Your assignment: Write out the full set of records exactly. Any pictures in them do not belong in the copy.

Entries supplied:
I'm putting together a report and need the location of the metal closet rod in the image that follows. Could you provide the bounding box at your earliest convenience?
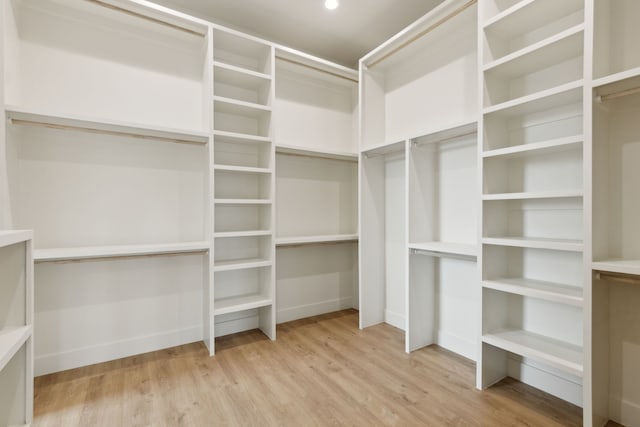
[596,86,640,103]
[275,56,359,84]
[85,0,204,36]
[367,0,478,69]
[594,270,640,286]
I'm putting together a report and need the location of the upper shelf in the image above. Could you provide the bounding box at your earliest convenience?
[482,135,583,159]
[275,144,358,162]
[0,230,32,249]
[483,81,583,118]
[276,234,358,247]
[593,259,640,277]
[34,241,210,263]
[213,96,272,118]
[483,0,583,38]
[5,106,209,145]
[214,61,271,88]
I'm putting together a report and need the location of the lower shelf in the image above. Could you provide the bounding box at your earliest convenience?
[213,258,272,272]
[34,241,210,263]
[482,237,583,252]
[275,234,358,247]
[483,329,583,377]
[483,278,583,307]
[214,294,272,316]
[0,326,32,371]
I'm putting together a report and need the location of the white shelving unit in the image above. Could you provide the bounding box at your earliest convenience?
[0,230,33,426]
[479,0,588,413]
[274,49,359,324]
[359,0,479,363]
[210,27,276,351]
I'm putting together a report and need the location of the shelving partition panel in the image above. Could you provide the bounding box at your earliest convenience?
[0,230,33,426]
[4,0,212,375]
[211,27,276,349]
[273,54,359,322]
[478,0,590,415]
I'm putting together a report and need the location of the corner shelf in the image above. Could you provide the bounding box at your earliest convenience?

Written reply:
I'm putting together a report and need the location of the metal closet rod in the image that follows. Could you provide the bounding box at your earliest convenience?
[596,86,640,103]
[275,56,359,84]
[85,0,204,36]
[367,0,478,69]
[594,270,640,286]
I'm putting together a report and need the location of the upper shelf in the image above. Could you provide the bounding box at your earliest convenience?
[482,135,583,159]
[275,144,358,162]
[0,230,32,249]
[483,81,583,118]
[276,234,358,247]
[593,259,640,277]
[34,241,210,263]
[213,96,272,118]
[483,0,583,38]
[5,106,209,145]
[214,61,271,88]
I'm putting together a report and need the location of the lower shelf in the image above. Could you provide the bounding box at your earliest convenience?
[213,258,272,272]
[34,241,210,263]
[482,237,583,252]
[275,234,358,247]
[483,329,583,377]
[483,278,583,307]
[214,294,272,316]
[0,326,32,371]
I'm putting together a report and need the location of the white shelving unit in the image above. Could you provide the bounding box at your earliest convenience?
[0,230,33,426]
[479,0,588,413]
[274,49,359,324]
[359,0,479,363]
[210,27,276,351]
I'm putting together a report and need the location of the shelving partition panel in the image above. Could you provide the bounding box at your earliest convenience?
[0,230,33,426]
[4,0,212,375]
[211,27,276,349]
[273,54,359,322]
[478,0,590,415]
I'm putting together a report and need the location of the corner shelf in the image above. Could you provide the bounding box at your earliest convenience?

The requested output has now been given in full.